**Task details:**
Only one stretch of the data below is wanted: the lines from the one with "TASK = locate one point per instance of the crucifix, one" through the one with "TASK = locate one point per instance of the tall", repeated exactly.

**Given data:**
----
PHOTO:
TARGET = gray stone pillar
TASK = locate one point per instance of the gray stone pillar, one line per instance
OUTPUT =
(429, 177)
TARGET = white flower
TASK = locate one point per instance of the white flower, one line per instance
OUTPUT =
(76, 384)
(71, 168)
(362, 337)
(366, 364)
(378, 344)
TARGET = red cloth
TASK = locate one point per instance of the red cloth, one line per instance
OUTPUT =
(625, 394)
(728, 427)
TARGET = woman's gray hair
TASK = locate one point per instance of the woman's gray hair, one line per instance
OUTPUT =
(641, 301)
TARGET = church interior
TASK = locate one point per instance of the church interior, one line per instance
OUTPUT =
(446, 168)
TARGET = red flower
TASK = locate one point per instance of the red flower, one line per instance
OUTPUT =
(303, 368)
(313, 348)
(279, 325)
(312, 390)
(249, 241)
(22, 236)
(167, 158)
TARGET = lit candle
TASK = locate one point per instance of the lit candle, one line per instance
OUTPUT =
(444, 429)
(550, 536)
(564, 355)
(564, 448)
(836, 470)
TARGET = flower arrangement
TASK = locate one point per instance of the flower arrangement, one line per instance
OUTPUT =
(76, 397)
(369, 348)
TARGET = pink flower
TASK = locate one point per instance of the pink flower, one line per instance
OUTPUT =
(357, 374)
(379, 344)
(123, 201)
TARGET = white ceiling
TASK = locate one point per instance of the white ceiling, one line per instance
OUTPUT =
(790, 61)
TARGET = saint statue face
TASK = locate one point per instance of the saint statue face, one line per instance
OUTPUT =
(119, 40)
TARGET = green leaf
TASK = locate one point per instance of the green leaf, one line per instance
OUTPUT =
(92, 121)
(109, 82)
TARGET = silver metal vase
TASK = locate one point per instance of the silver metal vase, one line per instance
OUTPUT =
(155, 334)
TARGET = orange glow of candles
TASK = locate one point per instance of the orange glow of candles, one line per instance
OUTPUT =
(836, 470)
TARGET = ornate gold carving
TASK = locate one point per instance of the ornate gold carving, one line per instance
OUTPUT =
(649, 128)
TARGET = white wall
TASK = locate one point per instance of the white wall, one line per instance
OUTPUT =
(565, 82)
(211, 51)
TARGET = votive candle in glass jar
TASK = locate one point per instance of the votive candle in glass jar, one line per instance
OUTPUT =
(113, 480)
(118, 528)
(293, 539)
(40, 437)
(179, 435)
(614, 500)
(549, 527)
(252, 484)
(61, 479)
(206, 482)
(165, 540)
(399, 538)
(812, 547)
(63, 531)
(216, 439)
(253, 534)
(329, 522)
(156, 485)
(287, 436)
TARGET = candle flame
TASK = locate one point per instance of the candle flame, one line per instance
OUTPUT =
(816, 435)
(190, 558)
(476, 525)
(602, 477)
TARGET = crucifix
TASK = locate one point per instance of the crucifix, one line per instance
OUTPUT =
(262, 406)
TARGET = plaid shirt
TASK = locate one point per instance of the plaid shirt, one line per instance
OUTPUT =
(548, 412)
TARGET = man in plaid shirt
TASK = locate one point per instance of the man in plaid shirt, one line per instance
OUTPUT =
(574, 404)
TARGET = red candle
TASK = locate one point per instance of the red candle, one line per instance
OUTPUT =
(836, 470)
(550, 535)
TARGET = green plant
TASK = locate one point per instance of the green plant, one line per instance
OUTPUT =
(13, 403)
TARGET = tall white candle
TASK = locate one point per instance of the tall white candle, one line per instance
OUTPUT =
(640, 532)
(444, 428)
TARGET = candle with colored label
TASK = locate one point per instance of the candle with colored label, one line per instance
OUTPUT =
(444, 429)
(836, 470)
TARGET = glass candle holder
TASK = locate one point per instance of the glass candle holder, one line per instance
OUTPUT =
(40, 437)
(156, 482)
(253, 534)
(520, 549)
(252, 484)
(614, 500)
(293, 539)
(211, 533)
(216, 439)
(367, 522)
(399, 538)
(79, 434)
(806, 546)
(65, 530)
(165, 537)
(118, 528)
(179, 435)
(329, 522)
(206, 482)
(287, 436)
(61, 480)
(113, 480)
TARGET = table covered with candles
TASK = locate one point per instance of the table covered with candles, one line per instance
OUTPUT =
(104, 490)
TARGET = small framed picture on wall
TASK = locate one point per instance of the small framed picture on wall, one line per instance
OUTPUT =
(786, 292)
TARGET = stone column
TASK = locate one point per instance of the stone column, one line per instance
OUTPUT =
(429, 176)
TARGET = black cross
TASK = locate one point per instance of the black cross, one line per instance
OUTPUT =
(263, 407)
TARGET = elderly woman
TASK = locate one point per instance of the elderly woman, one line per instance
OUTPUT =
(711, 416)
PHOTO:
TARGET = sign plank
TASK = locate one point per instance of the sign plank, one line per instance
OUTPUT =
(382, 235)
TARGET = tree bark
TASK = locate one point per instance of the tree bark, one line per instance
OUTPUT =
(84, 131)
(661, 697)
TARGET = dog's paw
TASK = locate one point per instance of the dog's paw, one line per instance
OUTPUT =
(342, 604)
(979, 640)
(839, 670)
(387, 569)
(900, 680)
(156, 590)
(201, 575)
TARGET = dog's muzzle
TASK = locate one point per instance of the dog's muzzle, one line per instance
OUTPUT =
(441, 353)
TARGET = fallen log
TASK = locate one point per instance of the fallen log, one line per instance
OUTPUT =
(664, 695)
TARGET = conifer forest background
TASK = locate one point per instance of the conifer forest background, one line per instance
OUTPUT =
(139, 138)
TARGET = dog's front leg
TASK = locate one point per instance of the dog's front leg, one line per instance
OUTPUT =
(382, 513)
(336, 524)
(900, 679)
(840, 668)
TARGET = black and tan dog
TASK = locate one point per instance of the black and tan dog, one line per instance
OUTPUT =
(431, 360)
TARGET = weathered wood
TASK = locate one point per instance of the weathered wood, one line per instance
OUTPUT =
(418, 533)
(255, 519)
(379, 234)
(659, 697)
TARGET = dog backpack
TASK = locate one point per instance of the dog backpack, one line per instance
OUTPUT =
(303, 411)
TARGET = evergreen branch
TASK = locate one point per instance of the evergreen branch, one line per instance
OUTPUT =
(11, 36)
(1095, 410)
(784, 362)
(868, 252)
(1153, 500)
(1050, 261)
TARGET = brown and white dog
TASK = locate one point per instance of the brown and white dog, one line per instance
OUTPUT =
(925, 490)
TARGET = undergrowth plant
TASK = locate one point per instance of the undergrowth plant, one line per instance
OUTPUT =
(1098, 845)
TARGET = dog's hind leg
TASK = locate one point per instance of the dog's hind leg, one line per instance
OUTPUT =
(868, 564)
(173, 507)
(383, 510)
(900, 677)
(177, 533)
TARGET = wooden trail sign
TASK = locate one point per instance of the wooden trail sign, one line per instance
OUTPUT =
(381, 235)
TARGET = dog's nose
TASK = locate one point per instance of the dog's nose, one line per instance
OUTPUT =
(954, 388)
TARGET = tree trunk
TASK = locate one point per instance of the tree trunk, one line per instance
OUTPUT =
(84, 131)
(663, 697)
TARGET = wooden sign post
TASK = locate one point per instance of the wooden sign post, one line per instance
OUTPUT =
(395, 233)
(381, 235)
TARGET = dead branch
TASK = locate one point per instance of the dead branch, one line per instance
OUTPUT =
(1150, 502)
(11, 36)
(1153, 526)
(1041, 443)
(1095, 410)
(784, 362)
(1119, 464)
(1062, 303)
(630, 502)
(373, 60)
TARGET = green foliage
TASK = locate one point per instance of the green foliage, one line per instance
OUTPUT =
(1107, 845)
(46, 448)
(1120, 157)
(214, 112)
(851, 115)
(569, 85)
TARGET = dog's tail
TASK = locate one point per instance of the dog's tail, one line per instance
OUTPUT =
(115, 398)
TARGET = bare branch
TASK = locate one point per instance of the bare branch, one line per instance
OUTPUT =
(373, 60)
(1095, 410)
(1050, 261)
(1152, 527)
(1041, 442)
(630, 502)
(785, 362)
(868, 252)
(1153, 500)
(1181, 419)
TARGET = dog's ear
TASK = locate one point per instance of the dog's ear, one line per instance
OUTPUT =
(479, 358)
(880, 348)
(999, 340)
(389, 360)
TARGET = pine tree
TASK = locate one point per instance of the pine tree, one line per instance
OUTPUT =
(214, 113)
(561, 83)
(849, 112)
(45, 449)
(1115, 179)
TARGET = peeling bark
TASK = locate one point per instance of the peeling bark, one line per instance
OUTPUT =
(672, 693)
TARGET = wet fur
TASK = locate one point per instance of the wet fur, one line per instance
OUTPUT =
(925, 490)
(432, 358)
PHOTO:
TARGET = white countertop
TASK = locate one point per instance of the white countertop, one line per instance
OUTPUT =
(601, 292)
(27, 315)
----
**Solution below:**
TASK = locate one point per instance of the crucifix, one line per instance
OUTPUT =
(262, 406)
TARGET = plaid shirt
TASK = locate one point per instance of the plaid shirt, one line per instance
OUTPUT =
(548, 412)
TARGET = man in plaid shirt
TASK = locate one point per instance of the man in plaid shirt, one line per instance
OUTPUT =
(574, 404)
TARGET = red candle
TASK = locate one point per instance of the red candle, one line per instance
OUTPUT =
(836, 470)
(550, 535)
TARGET = green plant
TASK = locate one point per instance of the green plant, one line per instance
OUTPUT =
(13, 403)
TARGET = tall white candle
TASK = locate one point per instance of the tall white candle, one line per instance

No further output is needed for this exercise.